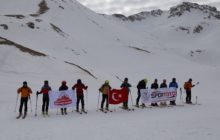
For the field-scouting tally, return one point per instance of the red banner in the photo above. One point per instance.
(117, 96)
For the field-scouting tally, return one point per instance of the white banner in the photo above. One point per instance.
(159, 95)
(61, 99)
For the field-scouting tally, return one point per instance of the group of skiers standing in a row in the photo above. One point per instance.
(25, 92)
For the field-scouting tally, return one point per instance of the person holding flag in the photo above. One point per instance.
(105, 89)
(125, 84)
(79, 86)
(45, 90)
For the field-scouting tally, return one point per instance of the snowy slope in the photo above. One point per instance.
(74, 42)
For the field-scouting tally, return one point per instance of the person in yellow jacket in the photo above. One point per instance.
(105, 89)
(25, 92)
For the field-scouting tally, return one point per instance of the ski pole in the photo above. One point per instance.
(98, 101)
(87, 96)
(16, 103)
(30, 102)
(36, 105)
(196, 99)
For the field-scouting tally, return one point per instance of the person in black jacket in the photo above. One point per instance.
(154, 86)
(125, 84)
(141, 85)
(163, 85)
(63, 87)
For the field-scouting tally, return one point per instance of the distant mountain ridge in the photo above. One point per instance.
(178, 10)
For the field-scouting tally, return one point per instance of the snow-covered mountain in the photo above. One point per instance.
(63, 40)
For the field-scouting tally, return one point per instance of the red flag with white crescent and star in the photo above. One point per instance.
(117, 96)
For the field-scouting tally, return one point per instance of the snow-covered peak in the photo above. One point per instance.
(180, 9)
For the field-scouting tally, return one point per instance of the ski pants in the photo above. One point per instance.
(45, 104)
(188, 96)
(80, 98)
(23, 101)
(104, 99)
(138, 98)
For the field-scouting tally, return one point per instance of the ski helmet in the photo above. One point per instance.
(106, 81)
(145, 80)
(79, 81)
(24, 83)
(63, 82)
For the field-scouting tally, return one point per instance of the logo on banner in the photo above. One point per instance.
(64, 99)
(118, 96)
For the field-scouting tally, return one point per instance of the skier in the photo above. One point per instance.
(125, 84)
(63, 87)
(188, 86)
(45, 90)
(105, 88)
(25, 92)
(163, 85)
(154, 86)
(141, 85)
(79, 86)
(173, 84)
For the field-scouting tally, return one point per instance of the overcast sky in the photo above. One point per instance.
(128, 7)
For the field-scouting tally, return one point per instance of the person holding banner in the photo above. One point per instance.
(188, 86)
(154, 86)
(63, 87)
(125, 84)
(173, 84)
(105, 89)
(79, 86)
(163, 85)
(45, 90)
(141, 85)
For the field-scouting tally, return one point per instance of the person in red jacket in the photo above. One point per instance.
(79, 86)
(45, 90)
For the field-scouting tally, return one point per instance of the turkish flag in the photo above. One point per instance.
(117, 96)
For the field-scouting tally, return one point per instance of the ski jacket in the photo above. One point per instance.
(126, 85)
(25, 91)
(45, 89)
(173, 84)
(188, 86)
(141, 85)
(63, 87)
(105, 88)
(154, 86)
(163, 85)
(79, 88)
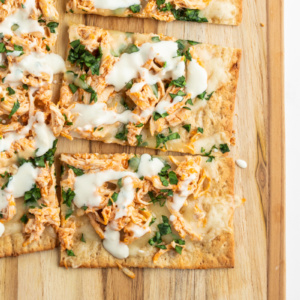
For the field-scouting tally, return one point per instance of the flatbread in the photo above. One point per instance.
(81, 246)
(215, 11)
(30, 126)
(192, 125)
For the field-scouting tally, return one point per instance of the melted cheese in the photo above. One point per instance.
(90, 116)
(44, 136)
(35, 64)
(164, 105)
(125, 198)
(23, 181)
(130, 65)
(113, 245)
(85, 186)
(21, 18)
(196, 82)
(2, 229)
(3, 200)
(149, 166)
(115, 4)
(180, 198)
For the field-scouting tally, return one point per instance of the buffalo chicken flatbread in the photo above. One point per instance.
(212, 11)
(145, 211)
(29, 127)
(149, 90)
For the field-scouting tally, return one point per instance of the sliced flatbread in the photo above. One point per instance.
(30, 125)
(213, 11)
(143, 211)
(149, 90)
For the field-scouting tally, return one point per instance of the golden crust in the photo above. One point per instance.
(12, 245)
(217, 252)
(212, 10)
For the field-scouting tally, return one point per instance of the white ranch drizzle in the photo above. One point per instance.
(3, 200)
(180, 198)
(164, 105)
(114, 4)
(85, 188)
(23, 180)
(196, 82)
(2, 229)
(130, 65)
(44, 137)
(36, 64)
(90, 116)
(241, 163)
(21, 18)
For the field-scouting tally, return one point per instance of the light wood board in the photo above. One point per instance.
(259, 271)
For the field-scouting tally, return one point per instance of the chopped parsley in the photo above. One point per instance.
(162, 139)
(14, 109)
(70, 252)
(52, 26)
(167, 177)
(81, 57)
(161, 197)
(205, 96)
(154, 89)
(32, 196)
(8, 176)
(134, 163)
(112, 199)
(187, 127)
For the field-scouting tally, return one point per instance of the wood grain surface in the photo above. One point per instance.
(259, 271)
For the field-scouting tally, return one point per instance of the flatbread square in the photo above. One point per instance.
(149, 90)
(29, 127)
(143, 211)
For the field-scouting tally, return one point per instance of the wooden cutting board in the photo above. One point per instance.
(259, 271)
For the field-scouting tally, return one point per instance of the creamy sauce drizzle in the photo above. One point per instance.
(130, 65)
(2, 229)
(21, 18)
(90, 116)
(85, 188)
(114, 4)
(23, 181)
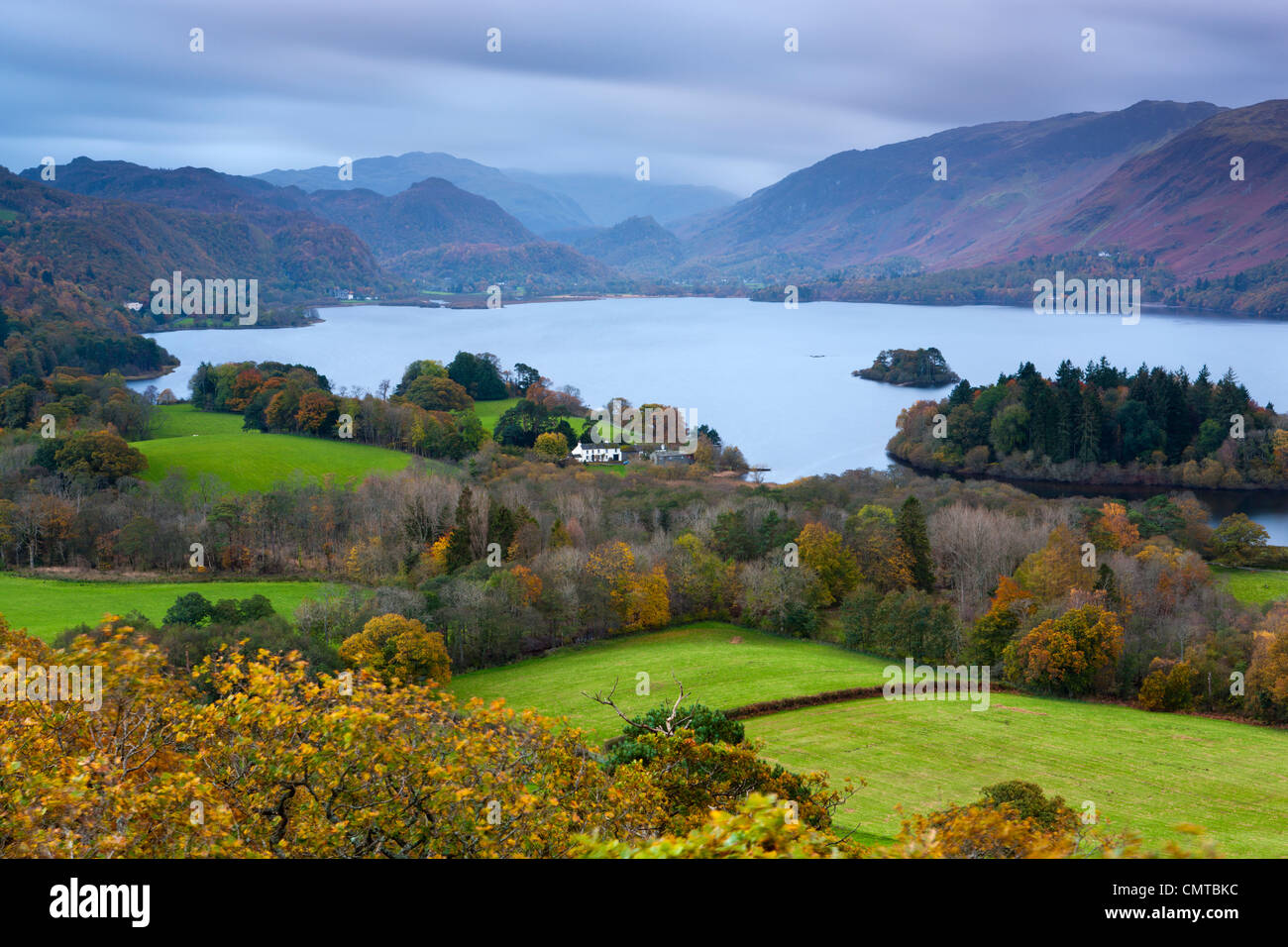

■ **What the task asks**:
Locate every line in the entries above that contains the string "flatbread", and copy each such line in full. Matching is case-sensitive.

■ **The solution**:
For the field-scouting tally, return one point per instance of the flatbread in the photo above. One point per instance.
For the field-scouting tally, return one point per instance of the buffalo chicken flatbread in the photo above. One point per instance.
For the field-scouting tally, return one point per instance of the sliced flatbread in the photo above. One point per instance.
For the field-scouting tally, return one point per instance of the flatbread square in the photo above. One point per instance.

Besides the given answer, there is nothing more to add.